▶ [Suas instruções]: No trecho sobre a inelegibilidade de Bolsonaro, até que ano ele já estava inelegível pela alínea “h” da Lei da Ficha Limpa?

Com a condenação criminal pelo STF, Jair Bolsonaro passa a estar inelegível também pela alínea “e” do inciso I do artigo 1º da Lei Complementar nº 64/1990 (Lei da Ficha Limpa), por ter sido condenado, criminalmente, por órgão colegiado. Essa inelegibilidade perdurará enquanto houver recurso criminal pendente, seja de embargos de declaração, seja de embargos infringentes, já a partir do dia do encerramento do julgamento, ainda que não publicado o acórdão, durante o cumprimento da pena criminal e, após seu término, por mais oito anos adicionais.

Na prática, pelo texto da lei eleitoral — e não por força da decisão do Supremo —, o ex-presidente ficará inelegível por impressionantes 35 anos e 4 meses, só podendo voltar a disputar eleições, se vivo, saudável e viável estiver, após 2061. Some-se a isso o efeito direto decorrente da Constituição da República: enquanto cumprir a pena, Bolsonaro estará com os direitos políticos suspensos, nos termos do art. 15, III, o que inclui o direito de votar e de ser votado e de assumir alguns postos públicos de nomeação que exigem a regularidade dos direitos políticos. Isso pode inviabilizar, inclusive, a sua permanência de filiado no partido que lhe remunera por tal, o PL.

E não apenas: já estava inelegível até 2030 pela alínea “h” do mesmo artigo 1º da Lei da Ficha Limpa, em razão de condenação eleitoral colegiada anterior. O resultado é um quadro de apenamento político, em consequência dos efeitos da legislação, sem precedentes na história republicana. Isso, como vimos alertando desde sempre, deve levar a uma reflexão sobre as elevadas penas de inelegibilidade desenhadas na LC 65/90, inclusas pela LC 135/2010.

Importa sublinhar, ainda, que a anistia prevista na Constituição tem alcance estritamente penal-criminal. Ela pode extinguir ou afastar punições de natureza criminal, mas não alcança sanções de natureza jurídico-eleitoral.

▶ [Material fornecido]:
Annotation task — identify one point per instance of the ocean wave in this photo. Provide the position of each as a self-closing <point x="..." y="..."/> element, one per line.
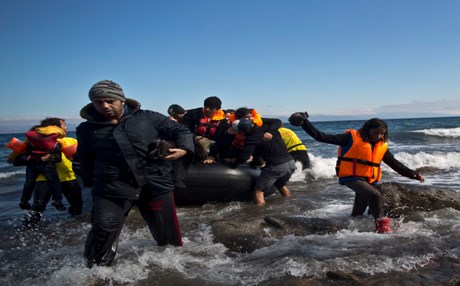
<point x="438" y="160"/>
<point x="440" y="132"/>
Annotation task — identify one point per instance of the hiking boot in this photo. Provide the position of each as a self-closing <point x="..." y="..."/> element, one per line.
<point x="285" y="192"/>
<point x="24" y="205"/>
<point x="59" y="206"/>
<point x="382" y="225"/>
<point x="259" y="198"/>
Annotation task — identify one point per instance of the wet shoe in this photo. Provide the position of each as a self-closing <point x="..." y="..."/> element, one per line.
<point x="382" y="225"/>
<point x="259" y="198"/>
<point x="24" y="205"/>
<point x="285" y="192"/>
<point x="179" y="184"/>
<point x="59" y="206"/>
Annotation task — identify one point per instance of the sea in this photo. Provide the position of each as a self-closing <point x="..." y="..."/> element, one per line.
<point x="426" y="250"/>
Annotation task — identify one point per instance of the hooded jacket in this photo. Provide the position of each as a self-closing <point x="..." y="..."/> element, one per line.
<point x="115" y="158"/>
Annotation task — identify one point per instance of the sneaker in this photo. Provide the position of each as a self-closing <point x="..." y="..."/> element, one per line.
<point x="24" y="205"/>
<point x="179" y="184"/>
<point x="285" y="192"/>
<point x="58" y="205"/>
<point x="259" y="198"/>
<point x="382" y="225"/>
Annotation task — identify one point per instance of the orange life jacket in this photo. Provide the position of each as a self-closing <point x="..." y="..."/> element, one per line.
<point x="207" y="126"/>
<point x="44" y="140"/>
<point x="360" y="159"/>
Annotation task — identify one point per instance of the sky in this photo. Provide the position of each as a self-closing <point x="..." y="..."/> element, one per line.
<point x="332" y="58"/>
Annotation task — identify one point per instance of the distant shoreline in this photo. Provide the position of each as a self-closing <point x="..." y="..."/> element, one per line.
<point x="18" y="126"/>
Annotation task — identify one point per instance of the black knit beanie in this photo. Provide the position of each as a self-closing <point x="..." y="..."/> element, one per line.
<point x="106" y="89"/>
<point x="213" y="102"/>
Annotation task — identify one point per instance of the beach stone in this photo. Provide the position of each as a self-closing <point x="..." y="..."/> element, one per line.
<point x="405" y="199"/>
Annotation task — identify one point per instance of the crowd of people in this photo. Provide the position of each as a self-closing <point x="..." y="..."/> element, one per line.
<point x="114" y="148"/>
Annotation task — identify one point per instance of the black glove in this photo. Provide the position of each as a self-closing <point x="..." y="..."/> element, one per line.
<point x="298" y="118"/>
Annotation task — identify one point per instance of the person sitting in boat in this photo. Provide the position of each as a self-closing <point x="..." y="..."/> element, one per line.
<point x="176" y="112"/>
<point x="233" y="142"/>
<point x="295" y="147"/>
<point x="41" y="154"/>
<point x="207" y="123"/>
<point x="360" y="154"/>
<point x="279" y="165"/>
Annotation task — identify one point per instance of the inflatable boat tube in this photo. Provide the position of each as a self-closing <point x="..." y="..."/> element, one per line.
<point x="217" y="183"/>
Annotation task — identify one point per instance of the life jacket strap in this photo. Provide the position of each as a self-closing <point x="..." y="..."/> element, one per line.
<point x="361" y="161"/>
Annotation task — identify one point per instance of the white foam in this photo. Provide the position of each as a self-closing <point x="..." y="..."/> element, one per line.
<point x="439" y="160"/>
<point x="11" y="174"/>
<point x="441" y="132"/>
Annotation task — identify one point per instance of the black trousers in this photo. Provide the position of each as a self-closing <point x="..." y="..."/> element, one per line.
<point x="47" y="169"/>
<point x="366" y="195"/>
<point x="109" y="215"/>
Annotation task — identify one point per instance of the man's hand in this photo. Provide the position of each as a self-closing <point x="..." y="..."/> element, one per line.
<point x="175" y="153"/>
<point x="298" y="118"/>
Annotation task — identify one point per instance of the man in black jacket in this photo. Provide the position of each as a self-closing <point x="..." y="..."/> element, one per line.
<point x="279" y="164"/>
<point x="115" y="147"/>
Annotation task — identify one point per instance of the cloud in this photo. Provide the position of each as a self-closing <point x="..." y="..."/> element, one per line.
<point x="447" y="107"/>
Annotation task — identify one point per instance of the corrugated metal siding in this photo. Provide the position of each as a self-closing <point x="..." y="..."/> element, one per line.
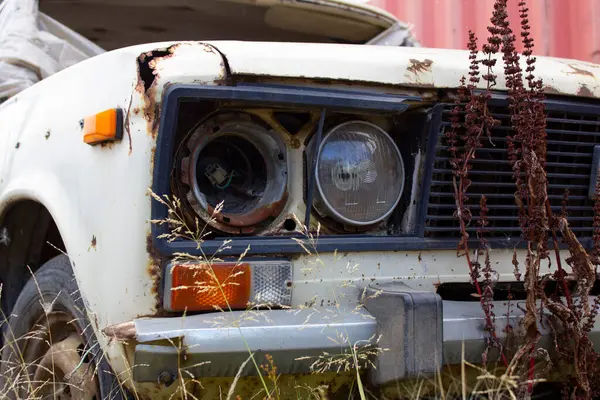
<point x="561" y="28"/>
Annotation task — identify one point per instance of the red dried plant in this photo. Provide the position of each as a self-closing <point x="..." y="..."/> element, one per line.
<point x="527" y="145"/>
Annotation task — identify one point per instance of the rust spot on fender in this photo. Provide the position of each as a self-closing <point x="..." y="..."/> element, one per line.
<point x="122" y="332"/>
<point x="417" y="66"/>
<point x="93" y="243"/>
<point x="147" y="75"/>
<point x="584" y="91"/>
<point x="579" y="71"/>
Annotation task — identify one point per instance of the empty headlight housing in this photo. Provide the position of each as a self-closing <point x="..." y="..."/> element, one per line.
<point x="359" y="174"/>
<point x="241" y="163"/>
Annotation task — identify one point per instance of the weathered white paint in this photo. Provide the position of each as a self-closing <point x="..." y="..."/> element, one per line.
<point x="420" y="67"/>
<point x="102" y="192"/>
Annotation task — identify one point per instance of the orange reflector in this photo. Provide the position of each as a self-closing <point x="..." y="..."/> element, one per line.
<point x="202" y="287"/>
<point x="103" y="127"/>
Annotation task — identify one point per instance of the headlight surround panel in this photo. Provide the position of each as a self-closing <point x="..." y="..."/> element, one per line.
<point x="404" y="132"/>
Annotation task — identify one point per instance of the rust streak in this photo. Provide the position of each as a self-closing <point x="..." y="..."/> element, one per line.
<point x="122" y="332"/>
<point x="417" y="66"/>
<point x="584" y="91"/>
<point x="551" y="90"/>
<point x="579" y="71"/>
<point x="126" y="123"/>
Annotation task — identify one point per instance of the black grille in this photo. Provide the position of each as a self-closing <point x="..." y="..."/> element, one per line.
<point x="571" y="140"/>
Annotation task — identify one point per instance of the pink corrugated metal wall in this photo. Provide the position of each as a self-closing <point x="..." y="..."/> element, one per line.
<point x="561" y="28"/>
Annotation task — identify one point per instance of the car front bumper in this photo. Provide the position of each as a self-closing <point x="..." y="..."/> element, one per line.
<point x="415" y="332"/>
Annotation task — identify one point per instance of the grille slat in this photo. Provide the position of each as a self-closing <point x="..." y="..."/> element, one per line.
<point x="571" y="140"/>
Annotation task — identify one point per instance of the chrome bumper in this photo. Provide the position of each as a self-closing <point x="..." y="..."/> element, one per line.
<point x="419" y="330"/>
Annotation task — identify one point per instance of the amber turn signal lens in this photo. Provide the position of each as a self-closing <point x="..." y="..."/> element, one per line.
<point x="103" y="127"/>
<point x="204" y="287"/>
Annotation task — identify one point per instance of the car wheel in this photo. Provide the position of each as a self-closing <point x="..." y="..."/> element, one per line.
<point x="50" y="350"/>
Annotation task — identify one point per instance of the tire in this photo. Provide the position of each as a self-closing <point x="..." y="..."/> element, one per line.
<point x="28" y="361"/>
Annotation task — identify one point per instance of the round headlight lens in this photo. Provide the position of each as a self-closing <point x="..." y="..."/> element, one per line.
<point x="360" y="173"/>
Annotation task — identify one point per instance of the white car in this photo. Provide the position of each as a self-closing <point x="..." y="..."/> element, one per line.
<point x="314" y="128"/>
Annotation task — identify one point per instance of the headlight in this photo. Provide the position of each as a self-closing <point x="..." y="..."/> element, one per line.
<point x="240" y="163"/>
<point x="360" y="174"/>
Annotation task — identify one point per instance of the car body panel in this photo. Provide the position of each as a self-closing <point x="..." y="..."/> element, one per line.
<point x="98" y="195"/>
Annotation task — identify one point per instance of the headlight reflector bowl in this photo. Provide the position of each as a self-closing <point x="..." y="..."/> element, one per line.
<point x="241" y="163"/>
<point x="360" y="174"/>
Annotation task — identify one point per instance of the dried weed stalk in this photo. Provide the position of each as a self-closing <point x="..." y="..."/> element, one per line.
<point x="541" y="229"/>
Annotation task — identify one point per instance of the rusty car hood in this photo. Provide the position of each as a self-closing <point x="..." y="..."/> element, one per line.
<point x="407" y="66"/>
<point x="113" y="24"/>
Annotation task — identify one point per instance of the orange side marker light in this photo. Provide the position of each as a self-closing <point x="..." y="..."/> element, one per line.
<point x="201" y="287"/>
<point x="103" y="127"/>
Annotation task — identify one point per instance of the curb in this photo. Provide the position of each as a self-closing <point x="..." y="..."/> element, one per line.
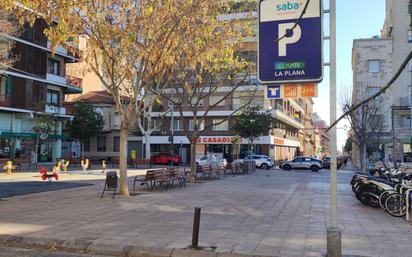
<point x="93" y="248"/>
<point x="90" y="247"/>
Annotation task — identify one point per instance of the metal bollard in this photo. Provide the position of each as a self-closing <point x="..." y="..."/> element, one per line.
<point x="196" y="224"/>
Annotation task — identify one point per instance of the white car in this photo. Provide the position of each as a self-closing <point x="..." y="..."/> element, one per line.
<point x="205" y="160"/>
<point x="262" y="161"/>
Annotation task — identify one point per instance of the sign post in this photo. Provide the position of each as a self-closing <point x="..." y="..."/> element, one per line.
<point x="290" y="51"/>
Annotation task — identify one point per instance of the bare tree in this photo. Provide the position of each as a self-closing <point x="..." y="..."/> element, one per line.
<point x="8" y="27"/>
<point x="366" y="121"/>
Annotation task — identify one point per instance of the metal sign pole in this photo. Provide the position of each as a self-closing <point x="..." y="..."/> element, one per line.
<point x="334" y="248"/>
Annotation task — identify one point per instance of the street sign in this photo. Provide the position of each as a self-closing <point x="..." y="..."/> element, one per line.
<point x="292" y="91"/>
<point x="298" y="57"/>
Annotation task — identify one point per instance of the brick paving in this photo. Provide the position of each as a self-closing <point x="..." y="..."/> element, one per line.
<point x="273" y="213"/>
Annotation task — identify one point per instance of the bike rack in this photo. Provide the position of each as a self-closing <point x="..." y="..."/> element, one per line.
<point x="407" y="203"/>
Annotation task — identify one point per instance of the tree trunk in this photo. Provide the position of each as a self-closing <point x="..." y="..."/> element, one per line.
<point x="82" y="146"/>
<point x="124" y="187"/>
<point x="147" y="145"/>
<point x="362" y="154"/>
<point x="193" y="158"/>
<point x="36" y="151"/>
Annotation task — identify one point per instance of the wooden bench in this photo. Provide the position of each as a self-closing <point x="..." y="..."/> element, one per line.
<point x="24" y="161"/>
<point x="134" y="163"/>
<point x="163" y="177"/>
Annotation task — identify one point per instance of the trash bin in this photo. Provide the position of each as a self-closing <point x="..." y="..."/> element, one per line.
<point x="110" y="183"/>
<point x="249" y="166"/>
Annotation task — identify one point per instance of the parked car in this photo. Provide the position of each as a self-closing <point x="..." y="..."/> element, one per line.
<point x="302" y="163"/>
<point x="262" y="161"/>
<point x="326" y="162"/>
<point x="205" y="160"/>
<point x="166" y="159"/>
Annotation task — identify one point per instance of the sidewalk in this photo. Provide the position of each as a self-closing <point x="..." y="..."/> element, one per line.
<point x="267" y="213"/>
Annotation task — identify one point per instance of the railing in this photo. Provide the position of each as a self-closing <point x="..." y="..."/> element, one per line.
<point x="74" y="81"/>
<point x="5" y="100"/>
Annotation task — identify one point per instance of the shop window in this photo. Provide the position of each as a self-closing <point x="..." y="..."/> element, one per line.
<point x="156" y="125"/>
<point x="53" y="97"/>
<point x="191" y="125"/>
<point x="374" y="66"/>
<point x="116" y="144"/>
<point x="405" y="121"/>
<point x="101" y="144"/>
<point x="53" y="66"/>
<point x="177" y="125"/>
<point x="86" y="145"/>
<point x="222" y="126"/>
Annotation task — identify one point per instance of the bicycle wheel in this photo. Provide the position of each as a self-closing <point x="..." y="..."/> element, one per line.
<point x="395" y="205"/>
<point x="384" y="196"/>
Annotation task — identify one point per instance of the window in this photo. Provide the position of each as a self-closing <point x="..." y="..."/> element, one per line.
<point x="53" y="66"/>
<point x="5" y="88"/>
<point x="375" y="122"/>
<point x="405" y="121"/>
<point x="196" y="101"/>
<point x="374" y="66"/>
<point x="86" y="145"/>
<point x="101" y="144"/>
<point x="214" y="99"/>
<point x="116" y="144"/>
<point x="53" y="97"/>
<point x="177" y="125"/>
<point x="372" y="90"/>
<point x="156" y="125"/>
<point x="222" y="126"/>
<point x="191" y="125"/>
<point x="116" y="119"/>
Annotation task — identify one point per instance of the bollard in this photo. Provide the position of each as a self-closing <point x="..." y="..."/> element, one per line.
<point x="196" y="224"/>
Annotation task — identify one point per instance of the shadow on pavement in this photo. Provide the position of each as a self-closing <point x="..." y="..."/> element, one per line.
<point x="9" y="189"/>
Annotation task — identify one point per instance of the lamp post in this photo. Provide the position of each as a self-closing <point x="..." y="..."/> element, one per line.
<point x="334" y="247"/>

▶ [Resposta esperada]: Até 2030.